DIRECTIONS FOR THIS TASK> All of the records must be set down again word for word.
*** Opening of GIVEN INFORMATION ***
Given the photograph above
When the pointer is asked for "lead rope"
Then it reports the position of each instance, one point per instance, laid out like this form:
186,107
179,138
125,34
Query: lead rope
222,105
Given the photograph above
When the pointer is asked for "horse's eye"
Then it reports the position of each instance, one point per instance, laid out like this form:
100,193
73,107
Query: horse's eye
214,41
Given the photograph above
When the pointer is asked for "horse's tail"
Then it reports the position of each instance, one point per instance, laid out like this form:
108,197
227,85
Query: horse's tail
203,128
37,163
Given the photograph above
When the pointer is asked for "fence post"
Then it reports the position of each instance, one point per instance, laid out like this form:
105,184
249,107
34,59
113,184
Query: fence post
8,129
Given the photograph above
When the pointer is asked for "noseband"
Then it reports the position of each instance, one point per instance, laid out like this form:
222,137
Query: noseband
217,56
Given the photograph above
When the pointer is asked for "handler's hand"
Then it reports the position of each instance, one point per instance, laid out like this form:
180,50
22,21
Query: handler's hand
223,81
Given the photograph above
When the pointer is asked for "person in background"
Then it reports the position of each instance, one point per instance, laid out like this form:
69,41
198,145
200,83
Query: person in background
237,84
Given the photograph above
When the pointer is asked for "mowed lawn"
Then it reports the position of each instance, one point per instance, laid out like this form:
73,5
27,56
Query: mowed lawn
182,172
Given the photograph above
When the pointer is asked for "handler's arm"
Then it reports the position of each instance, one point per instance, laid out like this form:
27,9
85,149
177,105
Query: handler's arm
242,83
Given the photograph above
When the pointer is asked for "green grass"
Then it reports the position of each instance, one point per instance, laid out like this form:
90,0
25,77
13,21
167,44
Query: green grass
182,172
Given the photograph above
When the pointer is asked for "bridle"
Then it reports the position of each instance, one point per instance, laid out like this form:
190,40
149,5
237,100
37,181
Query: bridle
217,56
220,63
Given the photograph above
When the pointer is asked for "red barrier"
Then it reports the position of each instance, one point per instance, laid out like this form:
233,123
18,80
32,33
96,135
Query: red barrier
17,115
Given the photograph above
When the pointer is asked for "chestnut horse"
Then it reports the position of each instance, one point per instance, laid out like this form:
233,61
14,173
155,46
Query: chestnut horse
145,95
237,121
*** Close of GIVEN INFORMATION ***
TASK RESULT>
Given the photograph above
When the pointer is asked for "lead rope"
Then it reports the position of each instance, one point per instance, laid out like this form:
186,107
179,138
125,34
Query: lead rope
222,105
Given the photograph above
When the pointer is asked for "horse's eye"
Then it reports the position of each instance, one point per instance, laid out like this form:
100,193
73,107
Query: horse's eye
214,41
Given the photograph above
When the pointer is asked for "horse's tail"
Then it reports the position of each instance, one point per instance, laid out like this form:
108,197
227,85
Query: horse's tail
203,128
37,163
Given the photograph above
When the pointer is asked for "fence post"
Then it reports the position of each instance, one point per instance, laid out like this form:
105,184
249,107
34,59
113,184
Query: fence post
8,129
Given the photograph above
When the pointer is asked for "noseband"
Then it reports the position of each instance, one point per instance, laid out like this form:
222,137
Query: noseband
217,56
Given the photograph above
When the pointer is asked for "handler's hand"
Then it reports the position of each instance, one point per instance, laid out like this form:
180,50
22,21
Query: handler's hand
223,81
Given the photograph above
When the pointer is asked for "person in background"
Then it reports the position of each instance, one point per instance, laid out like this form:
69,41
198,145
200,83
Query: person in background
237,84
Given the photograph above
When the pointer is asked for "mowed lawn"
Then it reports the position of each instance, one point per instance, laid out like this form:
73,5
27,56
Query: mowed lawn
182,172
Given the photograph above
When the pointer is asked for "handler's arm"
Then it reports the position of each instance, one point per instance, laid out like this form:
27,9
85,149
177,105
Query: handler's arm
242,83
Given the photograph above
When the pointer is asked for "green grass"
Then it reports the position of each instance, one point per instance, laid out like this form:
90,0
25,77
13,21
167,44
Query: green grass
182,172
Given the photograph above
When the pointer is asked for "bridle"
Then it reports the position of each instance, one point per instance, laid out like this form:
190,40
149,5
237,100
37,181
Query: bridle
217,56
220,63
Given the photograph above
When the pointer is asked for "red barrier"
Then it reports the position of each instance, one point per instance, laid out like this form:
233,123
18,80
32,33
96,135
Query: red barrier
17,115
Given the photograph above
When the pointer is asked for "chestnut horse"
Then it reports the position of each instance, one point per instance, laid out like this form:
233,61
14,173
155,46
Query: chestnut horse
145,95
237,121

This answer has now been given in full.